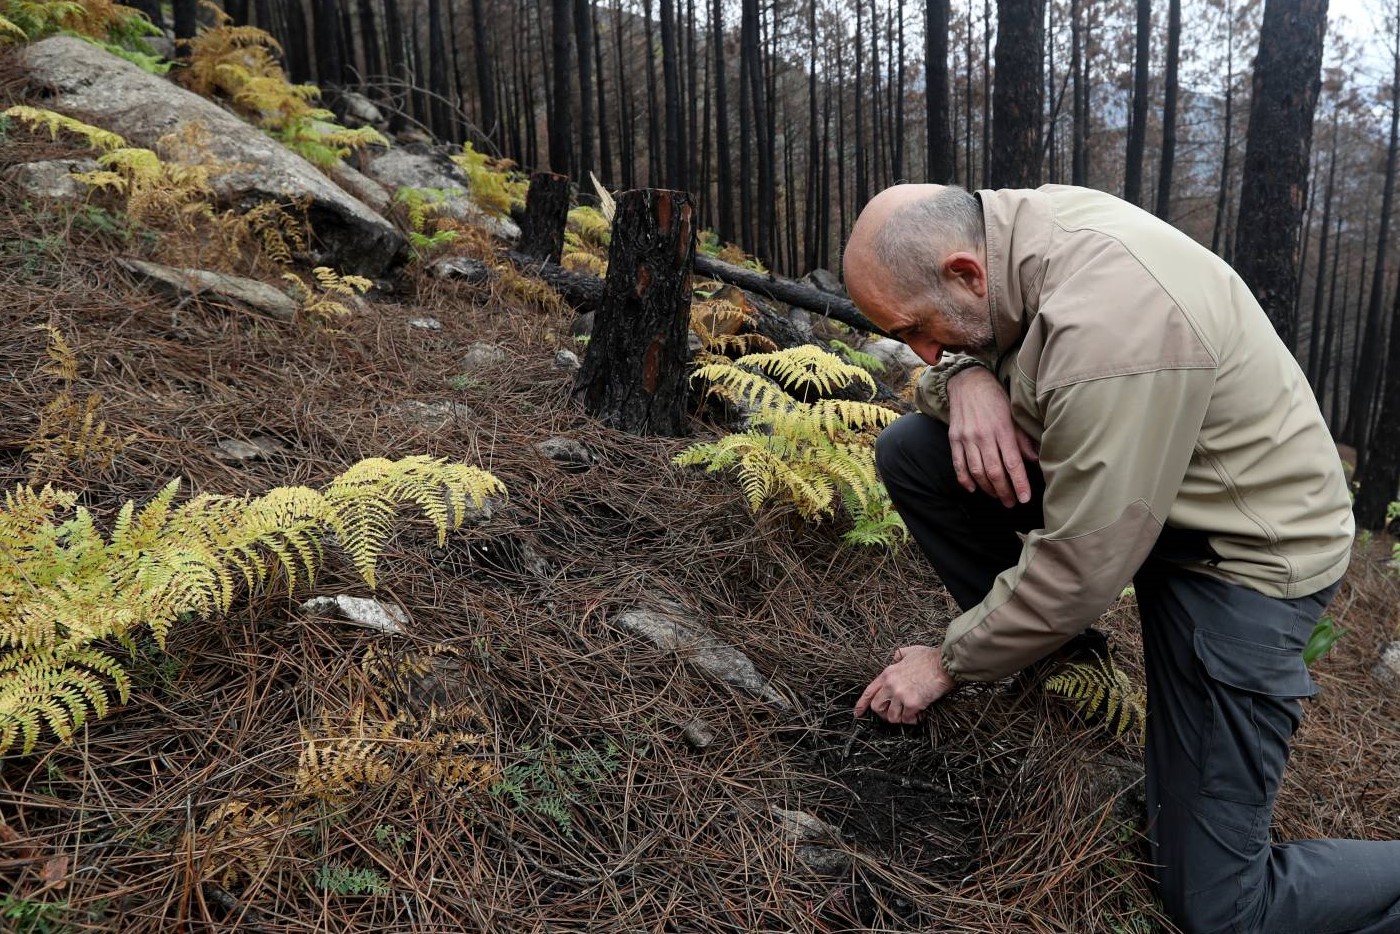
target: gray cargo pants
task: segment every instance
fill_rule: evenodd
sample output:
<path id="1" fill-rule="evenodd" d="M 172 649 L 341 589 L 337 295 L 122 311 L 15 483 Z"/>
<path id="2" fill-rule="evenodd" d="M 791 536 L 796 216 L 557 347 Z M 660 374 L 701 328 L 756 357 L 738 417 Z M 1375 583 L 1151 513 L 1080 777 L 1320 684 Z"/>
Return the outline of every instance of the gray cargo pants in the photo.
<path id="1" fill-rule="evenodd" d="M 936 419 L 900 418 L 881 435 L 876 463 L 964 609 L 1016 564 L 1016 532 L 1043 525 L 1038 470 L 1025 505 L 968 493 Z M 1189 934 L 1400 934 L 1400 841 L 1269 840 L 1299 698 L 1316 690 L 1303 646 L 1335 588 L 1281 600 L 1183 570 L 1177 562 L 1202 547 L 1167 529 L 1134 578 L 1148 833 L 1168 914 Z"/>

- **TASK PROMPT**
Everything from the line containing "task: segment every instance" through the last line of the records must be given again exactly; leave out all other lines.

- **WRITTEN SOLUTION**
task: segment every instance
fill_rule: evenodd
sample output:
<path id="1" fill-rule="evenodd" d="M 172 649 L 341 589 L 337 295 L 122 311 L 15 483 Z"/>
<path id="2" fill-rule="evenodd" d="M 791 536 L 796 216 L 557 347 Z M 660 374 L 701 328 L 756 357 L 738 417 Z M 1375 583 L 1151 513 L 1080 777 L 1320 684 Z"/>
Return the outline of every instance of the gray cargo pants in the photo.
<path id="1" fill-rule="evenodd" d="M 936 419 L 900 418 L 881 435 L 876 463 L 964 609 L 1016 564 L 1016 532 L 1043 525 L 1038 470 L 1025 505 L 968 493 Z M 1189 934 L 1400 934 L 1400 841 L 1269 840 L 1299 698 L 1316 690 L 1303 646 L 1335 588 L 1281 600 L 1183 570 L 1177 562 L 1202 547 L 1167 529 L 1134 578 L 1148 833 L 1168 914 Z"/>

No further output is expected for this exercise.